DO THIS: Please lay out the lines of the records below as a Markdown table with the columns "Row" and "Line," starting at the line that contains "The response MUST carry one point per instance of the woman" and ending at the end of the records. Number each row and skip blank lines.

(Point annotation records)
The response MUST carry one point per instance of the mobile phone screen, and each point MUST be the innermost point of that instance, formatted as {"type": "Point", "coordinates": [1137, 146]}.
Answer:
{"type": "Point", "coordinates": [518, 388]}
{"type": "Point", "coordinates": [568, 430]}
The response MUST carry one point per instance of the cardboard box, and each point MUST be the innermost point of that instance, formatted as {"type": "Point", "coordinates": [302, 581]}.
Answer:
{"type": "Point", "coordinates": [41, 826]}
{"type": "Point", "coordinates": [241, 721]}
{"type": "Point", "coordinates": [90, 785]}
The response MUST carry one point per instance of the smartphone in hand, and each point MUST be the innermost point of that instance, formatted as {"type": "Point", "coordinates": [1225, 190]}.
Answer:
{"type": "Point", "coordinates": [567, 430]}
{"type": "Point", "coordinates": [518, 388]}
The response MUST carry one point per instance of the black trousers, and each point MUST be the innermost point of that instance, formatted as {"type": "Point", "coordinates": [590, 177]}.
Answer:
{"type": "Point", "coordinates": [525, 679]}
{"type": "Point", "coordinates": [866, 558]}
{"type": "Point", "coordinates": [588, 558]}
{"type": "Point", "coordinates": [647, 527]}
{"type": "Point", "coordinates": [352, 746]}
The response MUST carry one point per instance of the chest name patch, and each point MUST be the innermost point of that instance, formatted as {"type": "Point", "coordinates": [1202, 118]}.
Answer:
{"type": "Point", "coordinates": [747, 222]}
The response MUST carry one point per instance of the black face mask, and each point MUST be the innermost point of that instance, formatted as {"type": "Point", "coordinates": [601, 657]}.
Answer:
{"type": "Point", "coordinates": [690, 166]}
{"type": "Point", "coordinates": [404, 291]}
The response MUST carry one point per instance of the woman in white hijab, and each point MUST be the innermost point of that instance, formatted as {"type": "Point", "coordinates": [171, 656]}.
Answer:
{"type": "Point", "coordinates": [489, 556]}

FINAL ANSWER:
| Row | Line |
|---|---|
| 1 | The response MUST carry one point per instance of the woman in white hijab, and each point MUST be the innermost point of that instance, formatted as {"type": "Point", "coordinates": [171, 656]}. |
| 2 | Answer: |
| 3 | {"type": "Point", "coordinates": [489, 556]} |